» **JOB**: Copy out every one of the following entries exactly as they appear, leaving the pictures out of your copy.

» **SUPPLIED RECORDS**:
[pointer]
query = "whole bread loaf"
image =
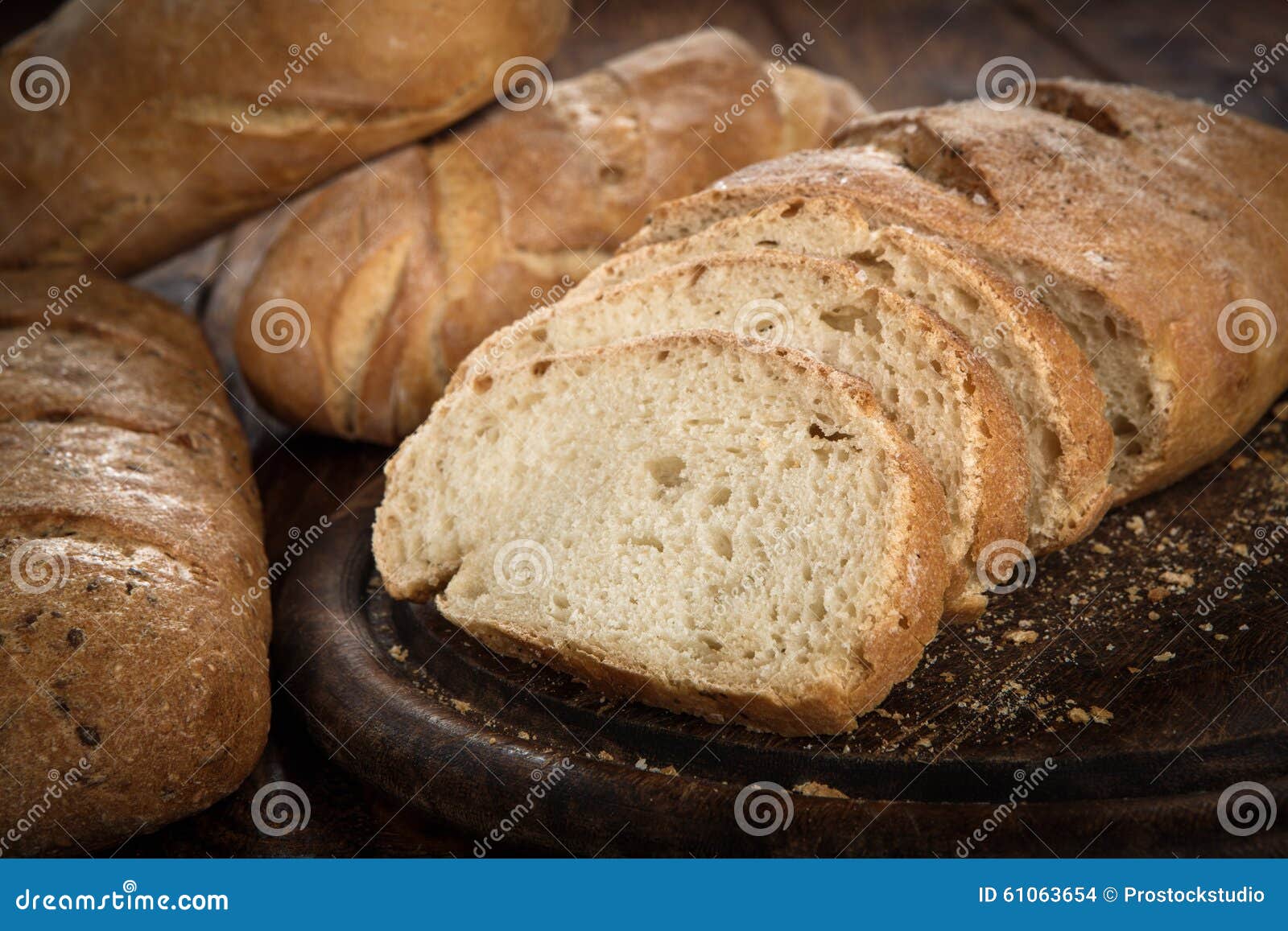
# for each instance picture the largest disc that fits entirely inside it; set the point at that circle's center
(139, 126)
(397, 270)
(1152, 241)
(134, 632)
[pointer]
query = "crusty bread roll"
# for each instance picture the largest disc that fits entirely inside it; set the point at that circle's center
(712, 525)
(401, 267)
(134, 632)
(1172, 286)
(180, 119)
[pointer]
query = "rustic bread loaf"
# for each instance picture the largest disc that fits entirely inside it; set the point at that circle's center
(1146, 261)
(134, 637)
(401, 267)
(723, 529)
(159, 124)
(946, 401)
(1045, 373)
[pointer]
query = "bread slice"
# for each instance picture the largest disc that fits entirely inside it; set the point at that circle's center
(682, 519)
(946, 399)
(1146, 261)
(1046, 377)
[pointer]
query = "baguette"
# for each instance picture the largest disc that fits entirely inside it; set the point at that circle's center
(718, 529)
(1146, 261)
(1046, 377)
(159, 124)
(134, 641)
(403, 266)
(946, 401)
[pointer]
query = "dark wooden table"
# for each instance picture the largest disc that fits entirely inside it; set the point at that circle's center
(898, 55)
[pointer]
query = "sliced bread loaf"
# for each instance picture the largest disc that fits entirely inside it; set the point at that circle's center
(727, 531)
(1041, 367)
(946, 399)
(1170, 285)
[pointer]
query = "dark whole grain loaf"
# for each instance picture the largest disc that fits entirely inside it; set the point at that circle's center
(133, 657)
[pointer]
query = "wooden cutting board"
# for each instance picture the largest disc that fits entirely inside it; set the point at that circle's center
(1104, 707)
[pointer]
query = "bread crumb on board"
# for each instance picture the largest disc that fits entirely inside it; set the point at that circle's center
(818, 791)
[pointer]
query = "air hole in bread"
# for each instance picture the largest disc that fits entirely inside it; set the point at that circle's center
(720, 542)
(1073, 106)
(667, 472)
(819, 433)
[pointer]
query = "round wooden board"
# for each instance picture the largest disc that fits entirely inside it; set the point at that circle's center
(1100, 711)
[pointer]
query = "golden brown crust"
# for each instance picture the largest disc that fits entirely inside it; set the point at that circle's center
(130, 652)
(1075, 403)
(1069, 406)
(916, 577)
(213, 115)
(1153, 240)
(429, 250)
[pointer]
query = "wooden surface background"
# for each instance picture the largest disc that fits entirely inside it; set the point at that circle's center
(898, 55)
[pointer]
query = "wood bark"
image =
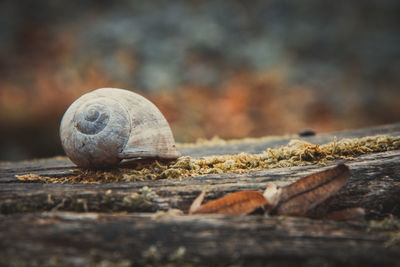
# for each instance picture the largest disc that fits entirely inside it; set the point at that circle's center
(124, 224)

» **SOLUTION**:
[pointer]
query = "whole bread loaf"
image =
# for each instance picture the largest disc that fits entirely inside it; set the point at that circle's center
(139, 126)
(397, 270)
(1152, 241)
(134, 632)
[pointer]
query = "crusty bread roll"
# for each instance picture the largest disc that fits entirely inside it; set the point at that circle's center
(712, 525)
(401, 267)
(134, 632)
(1172, 286)
(180, 119)
[pointer]
query = "rustic bread loaf"
# for each instance picture the largest disc that fits entirely inside it; set the point at that circle's center
(1146, 261)
(134, 637)
(401, 267)
(723, 529)
(159, 124)
(946, 401)
(1045, 373)
[pointer]
query = "bread slice"
# for each instance picture the largest disc that fits entirely inside it; set the point at that circle's center
(682, 519)
(946, 399)
(1146, 261)
(1046, 377)
[pointer]
query = "baguette"
# for each instance picture the largest disc that fits entirely inside it; set the point at that circle's center
(718, 529)
(1146, 261)
(1046, 377)
(159, 124)
(134, 641)
(403, 266)
(946, 401)
[pointer]
query = "dark wooden table"
# for each instance picture the largest disc that fits entirely inside it; set the point at that circle's center
(898, 55)
[pointer]
query = "sliced bread loaf"
# for each instance picture the largest disc that fits entirely inside it; set the point at that circle's center
(727, 531)
(1041, 367)
(946, 399)
(1170, 285)
[pointer]
query = "dark whole grain loaf"
# for each instance picture the largest disc that fits entirely inside it; set the point at that circle's center
(133, 657)
[pointer]
query = "wooden cutting board"
# for each instance picture the largest disc that fits entirely inside it; set the point at that circle's center
(1104, 707)
[pointer]
query = "bread crumb on board"
# for each instance picture the largest disc that fits entirely inside it; set the point at that circle's center
(818, 791)
[pointer]
query = "air hole in bread"
# for each instance picture the largest disc that fits entirely inside it; set the point at that circle's center
(720, 542)
(1073, 106)
(667, 472)
(819, 433)
[pointer]
query = "round wooden board"
# for each instance picture the largest disc that fits entirely inside it; set the point at that circle's center
(1100, 711)
[pointer]
query = "golden brown crust"
# for each instance picture the largest disc that fits entirely inside it; set the point at that circle's center
(130, 652)
(1075, 403)
(1069, 406)
(916, 577)
(213, 115)
(1153, 240)
(429, 250)
[pointer]
query = "wooden surface background"
# for each instance picture the largest disc that fits entirely inside it; set the point at that circle's center
(898, 55)
[pointer]
query = "wood bark"
image =
# for each instance picture the largest disc that fits entirely inside it; set the point at that circle's center
(124, 224)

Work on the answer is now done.